The task - Rewrite the Responsible Gambling Fund text from "The RGF also" to "the NSW community.", replacing "Face-to-face" with "In-person".

Segment Start: Excerpted text

= Responsible Gambling Fund =

The Responsible Gambling Fund (RGF) advises the Government of New South Wales (NSW) in Australia on the allocation of funds for initiatives and programs that support responsible gambling and reduce gambling addiction in the state.

The RGF was established under the Casino Control Act of 1992, which requires each casino license in NSW to contribute to the fund, currently set at 2% of gaming revenue.

==Office of Responsible Gambling ==
The Office of Responsible Gambling is part of the NSW Department of Customer Service and leads the development of responsible gambling strategy and public policy advice to the NSW Government. It supports and manages the RGF, Club, grants Category 3, and Community Development Fund.

==RGF Trustees==
The RGF is administered by nine Trustees who meet at least six times a year to advise the Minister on appropriate allocation of funds and on gambling policy. The Trustees are:

- John Dalzell (Chair) – chair of Denton' global litigation and dispute resolution group
- Dr. Clive Allcock – psychiatrist and founding member of the National Association for Gambling Studies
- Professor Paul Delfabbro – gambling researcher and a lecturer in psychology at the University of Adelaide
- Dr. Greg Hugh – psychiatrist and clinical director of Dubbo Hospital's mental health inpatient unit
- Elizabeth Lyne – accountant and auditor in public practice and commercial accounting
- Mark McCrindle – social researcher and founder of McCrindle Research
- Janett Milligan – senior executive from NSW Government
- Professor Joel Negin – head of the University of Sydney's School of Public Health
- Paul Newson – formerly the Deputy Secretary of Liquor, Gaming & Racing

==RGF-funded projects and initiatives==
In 2018/19, $30 million was committed from the RGF to support responsible gambling in NSW. The Responsible Gambling Fund priority areas for 2018 - 2021 are:

- A research agenda to formulate responsible gambling policy and initiatives
- Investing in community education
- Providing support and counseling services for people experiencing gambling issues and their family members and friends
- Assisting the regulator to develop gambling policy

The RGF also funds Gambling Help NSW which provides support and advice for anyone with gambling problems :

- Phone counseling 24 hours a day, 7 days a week
- Face-to-face gambling counseling available in 270 locations across NSW
- Online chat with a gambling counselor via live online chat or email 24/7
- Specific support services for women, Aboriginal and/or Torres Strait Islander persons or people from multicultural communities
- Financial counseling and legal hep
- Information and tools relating to gambling

==RGF-funded campaigns==

- 2018, 2019 – "Responsible Gambling Awareness Week" 16–22 September 2019: An annual RGF initiative to increase awareness of gambling and gambling harm in the NSW community.

Segment End: Excerpted text
Segment Start: Records

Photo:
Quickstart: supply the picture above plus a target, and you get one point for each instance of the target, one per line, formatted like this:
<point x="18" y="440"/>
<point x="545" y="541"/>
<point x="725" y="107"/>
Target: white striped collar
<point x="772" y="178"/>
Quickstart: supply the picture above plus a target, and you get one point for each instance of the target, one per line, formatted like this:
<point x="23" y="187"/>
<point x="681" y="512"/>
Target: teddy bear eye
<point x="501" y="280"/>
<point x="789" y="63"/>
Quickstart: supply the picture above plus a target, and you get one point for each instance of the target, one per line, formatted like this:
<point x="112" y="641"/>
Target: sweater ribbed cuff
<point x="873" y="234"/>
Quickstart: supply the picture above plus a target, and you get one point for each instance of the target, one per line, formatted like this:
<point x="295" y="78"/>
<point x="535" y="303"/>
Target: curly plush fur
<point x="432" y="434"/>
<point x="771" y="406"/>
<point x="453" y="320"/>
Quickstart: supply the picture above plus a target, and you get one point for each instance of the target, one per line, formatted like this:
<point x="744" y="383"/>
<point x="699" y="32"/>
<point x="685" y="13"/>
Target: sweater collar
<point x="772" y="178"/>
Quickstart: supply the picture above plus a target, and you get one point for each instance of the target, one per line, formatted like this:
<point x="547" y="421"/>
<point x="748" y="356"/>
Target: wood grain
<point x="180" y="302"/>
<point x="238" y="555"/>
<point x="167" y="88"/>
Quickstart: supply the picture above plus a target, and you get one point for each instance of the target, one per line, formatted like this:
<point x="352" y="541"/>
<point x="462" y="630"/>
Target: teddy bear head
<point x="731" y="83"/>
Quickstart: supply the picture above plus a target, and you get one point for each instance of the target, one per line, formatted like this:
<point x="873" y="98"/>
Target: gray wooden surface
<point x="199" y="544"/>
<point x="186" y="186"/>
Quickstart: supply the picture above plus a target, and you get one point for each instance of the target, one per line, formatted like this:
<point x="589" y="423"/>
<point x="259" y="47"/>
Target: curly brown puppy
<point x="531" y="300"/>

Segment End: Records

Task result -
The RGF also funds Gambling Help NSW which provides support and advice for anyone with gambling problems :

- Phone counseling 24 hours a day, 7 days a week
- In-person gambling counseling available in 270 locations across NSW
- Online chat with a gambling counselor via live online chat or email 24/7
- Specific support services for women, Aboriginal and/or Torres Strait Islander persons or people from multicultural communities
- Financial counseling and legal hep
- Information and tools relating to gambling

==RGF-funded campaigns==

- 2018, 2019 – "Responsible Gambling Awareness Week" 16–22 September 2019: An annual RGF initiative to increase awareness of gambling and gambling harm in the NSW community.